**Exercise**
Report each line of the records below that contains the word "parking" by copying that line in full. Treat the match as case-sensitive.

**Items from a dataset**
++++++

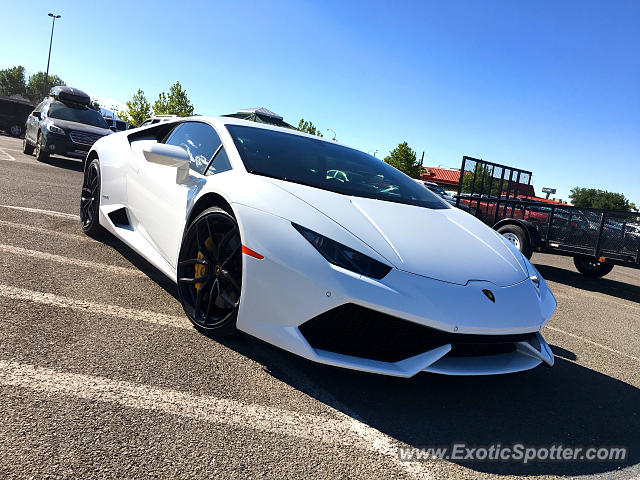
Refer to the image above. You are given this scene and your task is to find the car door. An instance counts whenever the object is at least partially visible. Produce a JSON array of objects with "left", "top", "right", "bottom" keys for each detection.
[
  {"left": 127, "top": 121, "right": 221, "bottom": 268},
  {"left": 24, "top": 102, "right": 45, "bottom": 144}
]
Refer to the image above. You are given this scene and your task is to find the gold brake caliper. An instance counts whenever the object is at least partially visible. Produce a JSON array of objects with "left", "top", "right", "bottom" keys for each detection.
[{"left": 195, "top": 237, "right": 213, "bottom": 291}]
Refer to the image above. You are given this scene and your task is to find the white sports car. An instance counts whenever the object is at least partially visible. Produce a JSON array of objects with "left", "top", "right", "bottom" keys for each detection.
[{"left": 81, "top": 117, "right": 556, "bottom": 377}]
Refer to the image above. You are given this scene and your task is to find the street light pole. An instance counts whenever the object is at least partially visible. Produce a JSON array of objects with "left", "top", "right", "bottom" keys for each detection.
[{"left": 42, "top": 13, "right": 60, "bottom": 97}]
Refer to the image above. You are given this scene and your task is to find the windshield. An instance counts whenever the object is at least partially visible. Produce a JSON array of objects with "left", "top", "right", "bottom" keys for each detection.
[
  {"left": 427, "top": 185, "right": 447, "bottom": 197},
  {"left": 48, "top": 103, "right": 109, "bottom": 128},
  {"left": 227, "top": 125, "right": 449, "bottom": 208}
]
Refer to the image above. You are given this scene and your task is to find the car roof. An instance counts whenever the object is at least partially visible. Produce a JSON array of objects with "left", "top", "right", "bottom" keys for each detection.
[{"left": 202, "top": 116, "right": 353, "bottom": 148}]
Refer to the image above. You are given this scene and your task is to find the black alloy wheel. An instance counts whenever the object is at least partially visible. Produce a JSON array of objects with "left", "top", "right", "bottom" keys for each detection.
[
  {"left": 36, "top": 133, "right": 49, "bottom": 162},
  {"left": 9, "top": 123, "right": 22, "bottom": 137},
  {"left": 80, "top": 158, "right": 102, "bottom": 236},
  {"left": 178, "top": 207, "right": 242, "bottom": 335},
  {"left": 22, "top": 134, "right": 33, "bottom": 155},
  {"left": 573, "top": 257, "right": 613, "bottom": 278}
]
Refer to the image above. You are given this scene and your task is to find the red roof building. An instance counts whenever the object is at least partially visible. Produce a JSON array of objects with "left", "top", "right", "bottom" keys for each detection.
[
  {"left": 420, "top": 167, "right": 460, "bottom": 190},
  {"left": 420, "top": 167, "right": 537, "bottom": 199}
]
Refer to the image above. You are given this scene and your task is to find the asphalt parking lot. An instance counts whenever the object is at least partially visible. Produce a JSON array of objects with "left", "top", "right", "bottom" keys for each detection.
[{"left": 0, "top": 132, "right": 640, "bottom": 479}]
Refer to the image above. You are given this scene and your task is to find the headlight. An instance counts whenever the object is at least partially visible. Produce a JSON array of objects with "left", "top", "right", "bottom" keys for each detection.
[
  {"left": 291, "top": 222, "right": 391, "bottom": 280},
  {"left": 47, "top": 123, "right": 64, "bottom": 135}
]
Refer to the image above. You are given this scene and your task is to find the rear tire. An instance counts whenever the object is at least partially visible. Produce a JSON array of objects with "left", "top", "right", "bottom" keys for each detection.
[
  {"left": 35, "top": 133, "right": 49, "bottom": 162},
  {"left": 9, "top": 123, "right": 22, "bottom": 137},
  {"left": 22, "top": 135, "right": 33, "bottom": 155},
  {"left": 80, "top": 158, "right": 104, "bottom": 237},
  {"left": 498, "top": 225, "right": 533, "bottom": 259},
  {"left": 573, "top": 257, "right": 614, "bottom": 278}
]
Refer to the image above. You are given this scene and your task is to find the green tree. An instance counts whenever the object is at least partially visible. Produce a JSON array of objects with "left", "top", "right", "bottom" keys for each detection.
[
  {"left": 569, "top": 187, "right": 631, "bottom": 211},
  {"left": 118, "top": 89, "right": 151, "bottom": 127},
  {"left": 153, "top": 82, "right": 193, "bottom": 117},
  {"left": 384, "top": 142, "right": 422, "bottom": 178},
  {"left": 0, "top": 65, "right": 27, "bottom": 97},
  {"left": 298, "top": 118, "right": 322, "bottom": 137},
  {"left": 27, "top": 72, "right": 66, "bottom": 103},
  {"left": 462, "top": 163, "right": 504, "bottom": 197}
]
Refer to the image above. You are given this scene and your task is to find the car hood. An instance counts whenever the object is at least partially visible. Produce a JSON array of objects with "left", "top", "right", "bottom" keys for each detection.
[
  {"left": 272, "top": 180, "right": 528, "bottom": 286},
  {"left": 48, "top": 118, "right": 113, "bottom": 135}
]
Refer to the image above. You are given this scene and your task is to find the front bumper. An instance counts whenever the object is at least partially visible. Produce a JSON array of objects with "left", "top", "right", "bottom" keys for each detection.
[
  {"left": 43, "top": 131, "right": 91, "bottom": 159},
  {"left": 234, "top": 205, "right": 556, "bottom": 377}
]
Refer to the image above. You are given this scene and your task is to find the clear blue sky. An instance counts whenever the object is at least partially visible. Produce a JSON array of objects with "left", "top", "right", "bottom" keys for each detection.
[{"left": 0, "top": 0, "right": 640, "bottom": 204}]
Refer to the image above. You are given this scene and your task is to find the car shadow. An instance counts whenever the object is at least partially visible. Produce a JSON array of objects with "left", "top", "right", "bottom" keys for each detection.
[
  {"left": 42, "top": 156, "right": 84, "bottom": 172},
  {"left": 100, "top": 235, "right": 640, "bottom": 477},
  {"left": 215, "top": 337, "right": 640, "bottom": 477},
  {"left": 535, "top": 264, "right": 640, "bottom": 303}
]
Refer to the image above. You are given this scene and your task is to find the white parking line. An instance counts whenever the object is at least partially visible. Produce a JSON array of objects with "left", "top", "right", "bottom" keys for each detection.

++++++

**The result**
Refer to the image above. You are given this scene and your task is to find the asphalt parking lot. An instance counts whenever the object is at least partially visible. Produce a JSON array of objects with "left", "top", "right", "bottom" keys for each detection.
Refer to the image above. You are given this scene and your task is to find the white parking line. An instance counts whenever the object is at least partially visible. Produce a JSON array of objects with "left", "top", "right", "bottom" keys for each detection.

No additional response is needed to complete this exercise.